**Goal of the exercise**. Lines of the listing that contain "with" need to be copied.

Given data section start

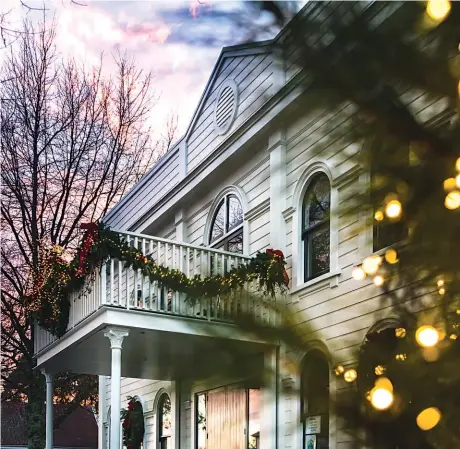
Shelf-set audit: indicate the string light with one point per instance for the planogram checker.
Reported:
(350, 375)
(452, 200)
(393, 209)
(428, 418)
(438, 10)
(391, 256)
(358, 274)
(427, 336)
(381, 395)
(378, 280)
(371, 264)
(449, 184)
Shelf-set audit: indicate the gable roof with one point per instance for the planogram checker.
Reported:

Given data section end

**Solved problem**.
Shelf-set audit: indicate the string light with one point per instance for the planogram checker.
Shelf-set audit: indicate the gable roof with one point per instance for the planogram checker.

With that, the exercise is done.